Task to carry out: Collect every line from the entries below that contains the word "target", copying each one as it appears.

Extracted entries:
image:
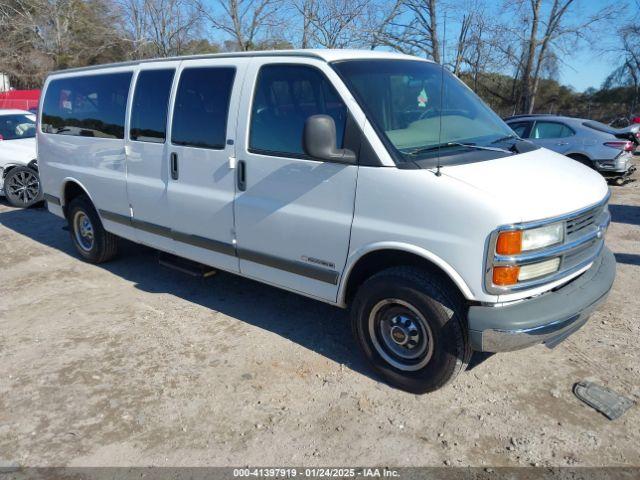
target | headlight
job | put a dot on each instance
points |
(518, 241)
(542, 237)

---

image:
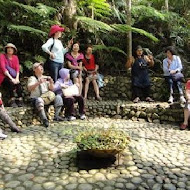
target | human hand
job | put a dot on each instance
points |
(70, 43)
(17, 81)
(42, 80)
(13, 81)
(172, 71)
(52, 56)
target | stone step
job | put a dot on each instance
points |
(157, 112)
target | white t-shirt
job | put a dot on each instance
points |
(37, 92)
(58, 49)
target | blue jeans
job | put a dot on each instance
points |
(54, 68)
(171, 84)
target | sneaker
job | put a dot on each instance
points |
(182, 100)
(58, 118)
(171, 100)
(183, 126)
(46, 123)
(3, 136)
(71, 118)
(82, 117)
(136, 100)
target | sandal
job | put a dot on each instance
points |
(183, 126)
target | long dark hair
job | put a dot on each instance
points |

Right answer:
target | headlight
target | human hand
target | stone step
target | white t-shirt
target | blue jeans
target | sneaker
target | sandal
target | long dark hair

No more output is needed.